▸ **Exercise**
Repeat all of the data below word for word, leaving out the pictures.
%%
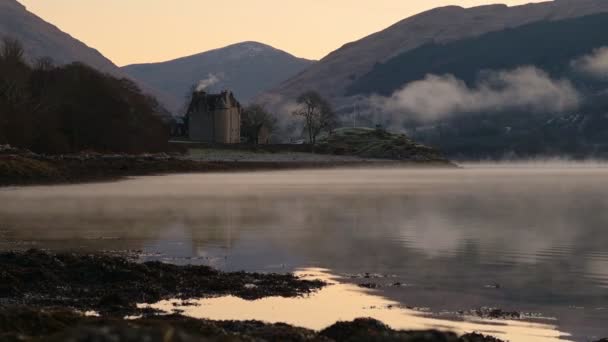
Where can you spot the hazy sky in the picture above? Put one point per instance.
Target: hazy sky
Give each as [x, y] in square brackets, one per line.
[136, 31]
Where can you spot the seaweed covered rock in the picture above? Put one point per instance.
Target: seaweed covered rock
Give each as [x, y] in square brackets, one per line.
[116, 285]
[31, 325]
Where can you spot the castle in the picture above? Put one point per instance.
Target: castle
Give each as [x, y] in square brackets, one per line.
[214, 118]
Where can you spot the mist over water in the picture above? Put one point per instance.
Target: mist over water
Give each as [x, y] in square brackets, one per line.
[521, 237]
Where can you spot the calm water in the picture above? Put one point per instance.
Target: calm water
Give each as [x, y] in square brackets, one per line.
[531, 239]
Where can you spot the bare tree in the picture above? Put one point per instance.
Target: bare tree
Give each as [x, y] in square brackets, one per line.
[12, 51]
[255, 118]
[317, 113]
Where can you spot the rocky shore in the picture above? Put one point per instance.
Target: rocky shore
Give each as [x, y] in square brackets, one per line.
[23, 167]
[50, 297]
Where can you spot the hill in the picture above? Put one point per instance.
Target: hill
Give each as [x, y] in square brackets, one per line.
[550, 46]
[42, 39]
[377, 143]
[247, 68]
[333, 74]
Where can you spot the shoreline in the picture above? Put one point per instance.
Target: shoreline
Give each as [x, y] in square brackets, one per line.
[19, 168]
[77, 297]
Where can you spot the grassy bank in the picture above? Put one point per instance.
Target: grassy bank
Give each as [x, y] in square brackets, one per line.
[25, 168]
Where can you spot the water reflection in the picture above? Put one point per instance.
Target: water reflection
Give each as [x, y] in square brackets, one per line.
[537, 233]
[346, 302]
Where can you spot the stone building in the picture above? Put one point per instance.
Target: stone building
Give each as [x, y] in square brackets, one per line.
[214, 118]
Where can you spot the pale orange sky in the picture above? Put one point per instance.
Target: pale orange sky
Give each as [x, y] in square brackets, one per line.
[139, 31]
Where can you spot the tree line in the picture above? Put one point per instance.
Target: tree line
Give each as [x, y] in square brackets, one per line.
[72, 108]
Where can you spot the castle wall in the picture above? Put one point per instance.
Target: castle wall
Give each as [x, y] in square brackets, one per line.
[201, 126]
[222, 125]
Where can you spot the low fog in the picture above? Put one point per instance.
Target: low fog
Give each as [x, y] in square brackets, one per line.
[524, 88]
[594, 64]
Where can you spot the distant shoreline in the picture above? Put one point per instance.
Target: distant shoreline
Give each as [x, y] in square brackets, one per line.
[26, 168]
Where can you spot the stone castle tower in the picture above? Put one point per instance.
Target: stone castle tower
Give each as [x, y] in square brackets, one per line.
[214, 118]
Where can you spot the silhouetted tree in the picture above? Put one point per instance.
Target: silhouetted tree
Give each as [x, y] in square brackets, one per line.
[254, 119]
[73, 108]
[317, 113]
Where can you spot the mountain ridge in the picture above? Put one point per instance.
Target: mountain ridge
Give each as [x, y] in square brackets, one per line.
[43, 39]
[335, 72]
[248, 68]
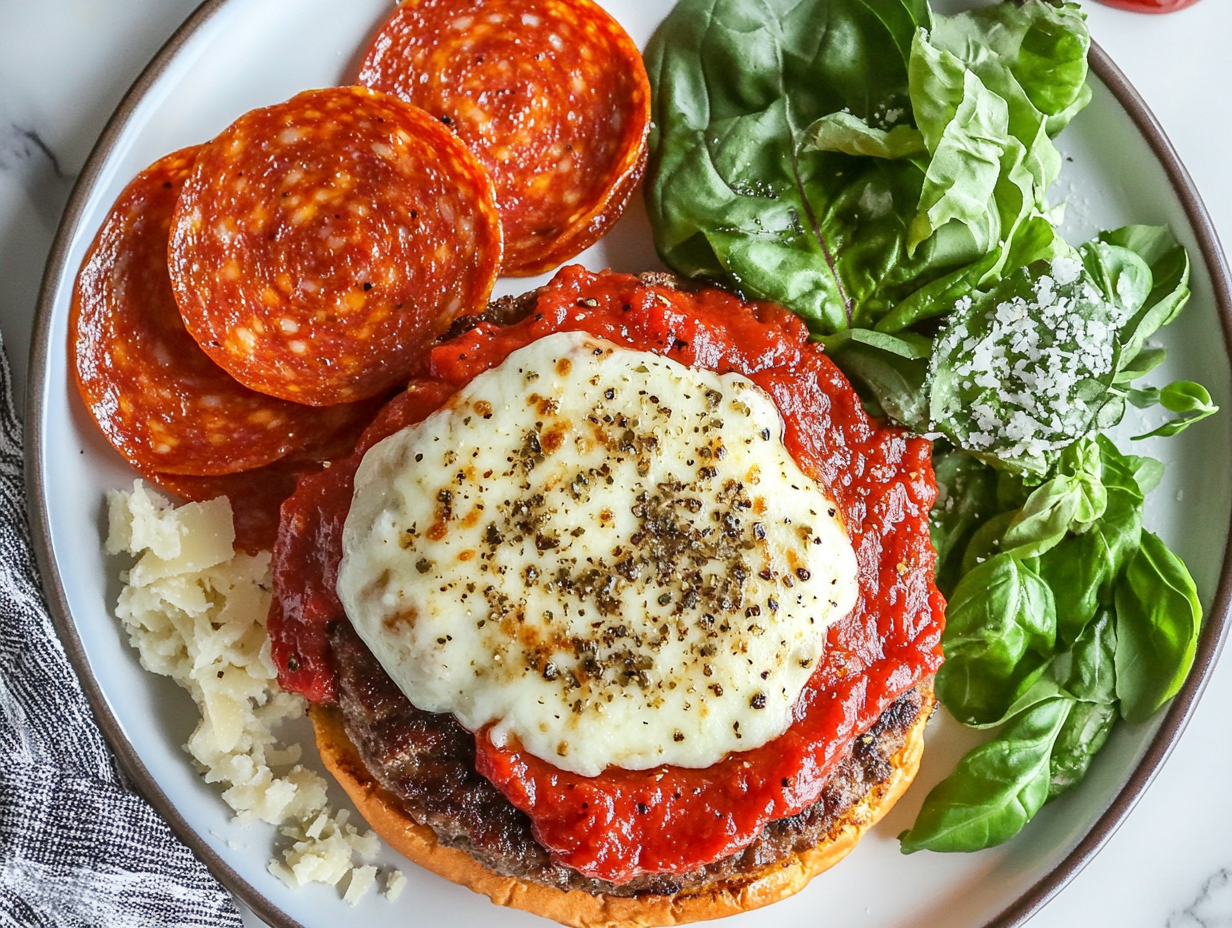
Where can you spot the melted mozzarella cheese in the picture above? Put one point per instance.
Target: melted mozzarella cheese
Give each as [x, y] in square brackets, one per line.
[603, 553]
%%
▸ **Task result**
Where can you spot the hazy sky in the picture above? Put one point per instance.
Target: hazy sky
Give each as [x, y] in square brackets, one per line.
[136, 31]
Where can you spot the seaweed covered rock in the picture above? Put one point per instance.
Target: seaweed covered rock
Give each as [x, y] in square brackets, one per line.
[116, 285]
[31, 325]
Where can you spot the castle in the picture above? Put one point per instance.
Target: castle
Give each as [x, y] in square brackets, one per line.
[214, 118]
Where can you spot the mist over water in the picture above? Put one point per instance.
Target: mist over water
Give each as [x, y] in square brackets, one per line.
[521, 237]
Where can you spot the calm water in the picture above? Put one point per instance.
Target: calm water
Give each as [x, y] in square brackets, one per line.
[531, 239]
Where can you spot the bare tree in the picture above? Put one point per instance.
Target: bare tree
Give each as [x, y] in square brackets, one per line.
[12, 51]
[255, 118]
[317, 113]
Where can you spot the rocky shore in the picture above? Put one point per instance.
Target: rocky shore
Give each as [x, y] in square brackets, one per line.
[23, 167]
[50, 297]
Where can you spot the hill in the picture above? Put one point per instance.
Target: hill
Give each as [x, y] in square brackets, one per line.
[550, 46]
[42, 39]
[377, 143]
[247, 68]
[333, 74]
Where can you spot the shoreline in the picture above? Put one point per instance.
Target: shoreline
Give each as [x, y] in square brackets, one per line.
[19, 168]
[77, 297]
Where can you spot the grassy bank in the picture above? Put one point per instance.
Target: grassy bank
Give each as [x, y] in square brackets, one per line.
[25, 168]
Where can you spot the water reflection in the picture above? Put one point per instance.
Target: water reflection
Give each as [x, y] in square brackets, one per line.
[537, 233]
[346, 302]
Where can you spot the stone building in the picture above? Put one point per instance.
Target: stone building
Give each as [x, y] in square brackets, one per line.
[214, 118]
Where can you spot the pale orange sky in the picture above? Put one point per instance.
Target: pale orange sky
Give each as [x, y] in square brackets, one per line.
[139, 31]
Where can you spot the tree line in the picture above? Put one point per instance.
Target: tree line
Give each as [x, y] in square brackets, one per line.
[72, 108]
Where can you spot the castle wall in the picture above? Put one point per instance.
Target: castle wall
Give each as [x, y] in square brackets, one per line.
[201, 126]
[222, 125]
Where can you spot the low fog in the picture above? Put one point per instance.
Target: low fog
Give each as [x, y] in square brackets, one per line.
[524, 88]
[594, 64]
Where can you spot the distant shoreline in the picture above? Put one point per instance.
Target: distant shoreline
Give each as [x, y] in square brackets, one per line.
[26, 168]
Where can you spot the stone castle tower in the picture above? Put one point per instance.
Target: stone castle tower
Give each as [x, y] in square brackets, one per line.
[214, 118]
Where can you spot the silhouetted tree in the picture above? Put one point per instance.
Target: silhouetted tree
Give each as [x, y] in square brackets, one per line.
[254, 119]
[73, 108]
[317, 113]
Where can you spot the mountain ridge in the picture above? Put one point per instance.
Target: mountain ridge
Give each as [x, y] in square brackets, one per line.
[43, 39]
[335, 72]
[248, 68]
Where can you spot the melted mozzarella cheese in the picture above? Put one point per instance.
Target: melted mozzarella cheese
Give each as [x, y] in square brackets, one per line.
[603, 553]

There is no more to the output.